→ **ESTRATTO PAGINA**

○ ○ ○ ○ ○ ○ ○

Júlio César
Sulla verticalizzazione di Schweinsteiger, Lucio è stato attirato fuori posizione dal movimento incontro alla palla di Olić e Maicon non ha seguito Altintop, che serve Müller in corsa verso il centro dell’area. Sono passati sedici secondi dall’inizio del secondo tempo, l'Inter sta vincendo 1-0. Júlio César rimane in piedi, all’ultimo momento sposta tutto il peso del corpo alla sua sinistra e devia la conclusione con la gamba destra.
«Subito dopo ho pensato a Mourinho», che gli ricordava che non gli fosse richiesto molto, 1/2 parate a partita, ma doveva farsi trovare pronto. Così come al Camp Nou, poco dopo l’espulsione di Thiago Motta, quando Messi disegna una traiettoria sublime ma Júlio copre tutto lo specchio con stacco da lunghista, spingendo la palla in angolo e l’Inter in finale.
Da quel 22 maggio una sequenza di infortuni e lacrime: dopo un’uscita franata su Felipe Melo e la sconfitta contro l’Olanda nel 2010, dopo due errori contro il Bayern negli ottavi di Champions del 2011, e nel giorno dell’addio. Dopo aver rifiutato il ruolo di secondo di Handanović, Júlio César si ritrova nel giro di un anno secondo di Robert Green in Championship. Adesso è al Benfica, che ha vinto il campionato, e pare andare meglio, ma vale la pena ricordare che al Mondiale brasiliano, prima dei sette gol e di altre lacrime, si era fatto trovare pronto.

○ ○ ○ ○ ○ ○ ○

→ **OBIETTIVO 1**
Duplica dall'estratto su Júlio César tutto ciò che va da "Da quel 22 maggio" giù fino a "fatto trovare pronto.".
→ **OBIETTIVO 2**
Secondo l'estratto su Júlio César, di chi diventa secondo il portiere in Championship?
Le righe successive provengono da una fonte diversa.

→ **SEZIONE DATI**
○ ○ ○ ○ ○ ○ ○

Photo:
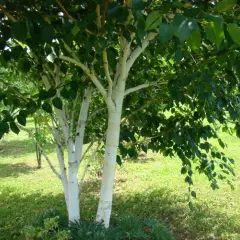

○ ○ ○ ○ ○ ○ ○

→ **RISULTATO 1**
Da quel 22 maggio una sequenza di infortuni e lacrime: dopo un’uscita franata su Felipe Melo e la sconfitta contro l’Olanda nel 2010, dopo due errori contro il Bayern negli ottavi di Champions del 2011, e nel giorno dell’addio. Dopo aver rifiutato il ruolo di secondo di Handanović, Júlio César si ritrova nel giro di un anno secondo di Robert Green in Championship. Adesso è al Benfica, che ha vinto il campionato, e pare andare meglio, ma vale la pena ricordare che al Mondiale brasiliano, prima dei sette gol e di altre lacrime, si era fatto trovare pronto.

→ **RISULTATO 2**
Di Robert Green.